[Dataset excerpts]
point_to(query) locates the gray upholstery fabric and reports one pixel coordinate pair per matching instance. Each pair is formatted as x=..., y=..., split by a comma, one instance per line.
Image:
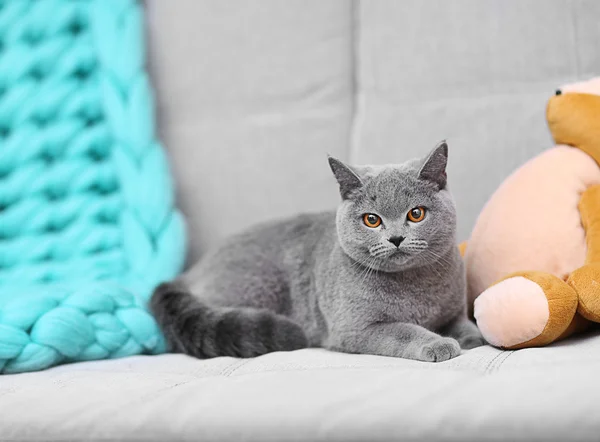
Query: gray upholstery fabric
x=476, y=72
x=251, y=96
x=548, y=394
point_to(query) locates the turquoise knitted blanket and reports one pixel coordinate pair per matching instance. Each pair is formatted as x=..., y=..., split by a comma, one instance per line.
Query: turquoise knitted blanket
x=87, y=220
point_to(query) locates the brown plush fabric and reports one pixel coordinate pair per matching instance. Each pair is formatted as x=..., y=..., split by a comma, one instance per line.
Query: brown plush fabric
x=573, y=120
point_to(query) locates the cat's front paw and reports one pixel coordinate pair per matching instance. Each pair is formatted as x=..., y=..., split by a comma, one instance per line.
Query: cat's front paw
x=471, y=341
x=438, y=350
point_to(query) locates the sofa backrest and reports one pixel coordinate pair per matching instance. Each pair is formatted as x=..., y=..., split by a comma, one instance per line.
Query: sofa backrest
x=252, y=95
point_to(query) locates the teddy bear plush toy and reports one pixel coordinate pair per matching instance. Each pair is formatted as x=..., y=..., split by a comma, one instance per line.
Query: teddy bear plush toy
x=533, y=259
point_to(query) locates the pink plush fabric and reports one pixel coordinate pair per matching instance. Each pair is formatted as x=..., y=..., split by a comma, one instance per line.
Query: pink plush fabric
x=511, y=312
x=532, y=221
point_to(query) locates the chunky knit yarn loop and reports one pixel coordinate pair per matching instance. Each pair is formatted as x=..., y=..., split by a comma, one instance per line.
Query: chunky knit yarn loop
x=87, y=219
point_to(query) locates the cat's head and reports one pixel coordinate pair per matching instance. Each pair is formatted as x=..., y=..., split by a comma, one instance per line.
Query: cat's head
x=398, y=216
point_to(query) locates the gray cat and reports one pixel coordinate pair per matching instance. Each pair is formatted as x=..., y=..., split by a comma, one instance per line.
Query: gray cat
x=382, y=275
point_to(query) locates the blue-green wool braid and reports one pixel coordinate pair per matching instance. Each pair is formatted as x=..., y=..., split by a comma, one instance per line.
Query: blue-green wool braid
x=88, y=224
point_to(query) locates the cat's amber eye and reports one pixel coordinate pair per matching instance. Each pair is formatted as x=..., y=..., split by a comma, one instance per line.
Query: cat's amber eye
x=371, y=220
x=416, y=215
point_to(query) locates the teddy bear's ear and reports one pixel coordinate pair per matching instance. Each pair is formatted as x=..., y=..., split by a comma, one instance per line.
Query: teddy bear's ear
x=434, y=166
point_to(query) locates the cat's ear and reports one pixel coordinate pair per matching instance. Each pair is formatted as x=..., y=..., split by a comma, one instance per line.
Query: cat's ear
x=347, y=179
x=434, y=166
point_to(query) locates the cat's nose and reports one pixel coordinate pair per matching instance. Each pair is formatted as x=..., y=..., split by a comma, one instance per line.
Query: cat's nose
x=396, y=240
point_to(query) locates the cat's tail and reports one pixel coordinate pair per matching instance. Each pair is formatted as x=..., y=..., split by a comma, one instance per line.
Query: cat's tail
x=197, y=329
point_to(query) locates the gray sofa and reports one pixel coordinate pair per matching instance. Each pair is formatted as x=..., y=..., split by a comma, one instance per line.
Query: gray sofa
x=251, y=96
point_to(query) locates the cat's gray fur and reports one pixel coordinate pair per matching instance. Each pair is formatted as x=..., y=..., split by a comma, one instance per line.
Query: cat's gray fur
x=328, y=280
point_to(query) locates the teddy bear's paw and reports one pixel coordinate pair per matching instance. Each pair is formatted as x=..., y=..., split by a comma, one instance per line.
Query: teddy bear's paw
x=586, y=281
x=529, y=309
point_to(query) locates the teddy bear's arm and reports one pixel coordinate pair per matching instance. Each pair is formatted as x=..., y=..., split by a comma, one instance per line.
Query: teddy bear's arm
x=586, y=279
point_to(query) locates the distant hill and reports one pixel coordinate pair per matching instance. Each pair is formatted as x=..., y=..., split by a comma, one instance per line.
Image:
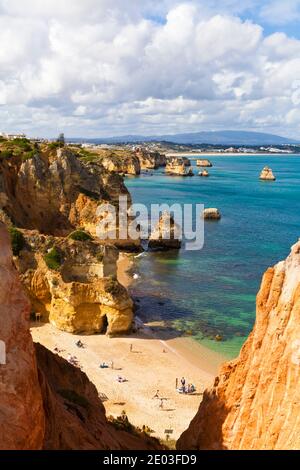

### WHAT IS EXPECTED
Please transcribe each entry exactly and exclude any image it contains.

### EXPECTED OUTPUT
point_to(query) locates the gray upholstery fabric and reports one pixel coordinate pair per matching instance. Each pair is formatted as x=..., y=..., split by a comma, one instance per line.
Image:
Query: gray upholstery fabric
x=476, y=72
x=251, y=96
x=548, y=394
point_to(query) locates the turquoise knitted blanket and reports one pixel coordinate pair per matching instance. Each pair is formatted as x=..., y=..., split by a comma, one instance per line.
Query: turquoise knitted blanket
x=87, y=220
point_to(query) locates the brown plush fabric and reports one pixel coordinate pair per matching instance. Each pair is formatted as x=..., y=..., split by a comma, one instance per line.
Query: brown plush fabric
x=573, y=120
point_to(query) locates the cat's front paw and reports one pixel coordinate pair per matching instance. Each pair is formatted as x=..., y=..., split by a comma, one instance per line.
Query: cat's front paw
x=471, y=341
x=438, y=350
point_to(query) locates the sofa backrest and reports one pixel coordinate pair per matching instance. Each pair is formatted as x=..., y=..., split by a comma, one instance per line.
Query: sofa backrest
x=252, y=95
point_to(query) locates the teddy bear plush toy and reports one pixel coordinate pair per matching instance. Each pair is formatted as x=..., y=..., split by a comma, one instance per line.
Query: teddy bear plush toy
x=533, y=259
point_to(query) locates the pink plush fabric and reports one pixel coordinate pair per matching instance. Each pair is formatted as x=..., y=..., split by a comma, one instance per line.
Query: pink plush fabric
x=511, y=312
x=532, y=221
point_to(query) locates the chunky knit yarn loop and reports one pixel coordinate pair per matching instance. Each pair is formatted as x=..., y=..., split by a comma, one instance per line.
Query: chunky knit yarn loop
x=87, y=219
point_to(query) locates the cat's head and reports one pixel coordinate pair per matching instance. Each pair is formatted as x=..., y=..., split by a comma, one instance per line.
Query: cat's head
x=398, y=216
point_to(query) locates the gray cat and reports one pixel coordinate pair per matching instance. Each pair is formatted as x=..., y=..., split by a comma, one instance per line.
Query: gray cat
x=382, y=275
point_to(query) locates the blue-green wool braid and reports one pixel coordinate pair per matching instance. Each pair is formatted as x=..., y=..., split by a comma, one instance per line.
Query: blue-green wool braid
x=88, y=224
point_to(query) locates the cat's amber eye and reports one pixel coordinate pair per matching instance. Each pair is formatted as x=..., y=..., split by a comma, one instance per line.
Query: cat's amber eye
x=371, y=220
x=416, y=215
point_to(query) locates the teddy bear's ear and reports one pixel coordinate pair per matching instance. Each pair is formatted as x=..., y=..., split by a comma, one instance per line.
Query: teddy bear's ear
x=434, y=166
point_to(query) locates the cat's ear and reports one pixel coordinate pair per matching instance. Each pair is formatted as x=..., y=..., split by a comma, one instance per line.
Query: cat's ear
x=347, y=179
x=434, y=166
point_to(query) locates the cat's nose and reports one pixel coordinate pair per matching instance. Each pair is formatted as x=..., y=..., split by a comma, one instance per line.
Query: cat's nose
x=396, y=240
point_to(query) locates the cat's tail and reports one pixel coordinate pair per matching instance. Each pair is formatted as x=..., y=..., split by a comma, one instance per line.
Query: cat's tail
x=197, y=329
point_to(query) locates the gray sofa and reports one pixel coordinate pair per matching instance. Each pair is formatted as x=..., y=..., split by a comma, one instance per line.
Query: gray sofa
x=251, y=96
point_to(query) locates the cat's gray fur and reports one pixel coordinate pair per matching instance. Each pair is formatted as x=..., y=..., split by a comma, one instance per line.
Query: cat's gray fur
x=328, y=280
point_to(query) locates the teddy bear's paw and reports one pixel coordinate pair per matching instance. Each pair is formatted as x=..., y=..., split by a comma, one instance per line.
Query: teddy bear's paw
x=586, y=281
x=529, y=309
point_to(query) locates the teddy bear's arm and reports one pixel coordinate pair per matching instance. Each pair is formatted as x=..., y=..., split by a comma, one instance per line.
Query: teddy bear's arm
x=586, y=279
point_to(query) locates the distant hill and reports one pixel coordinate pair per matching instance. Each pair is formatted as x=..., y=..., split by a comma, one instance per line.
Image:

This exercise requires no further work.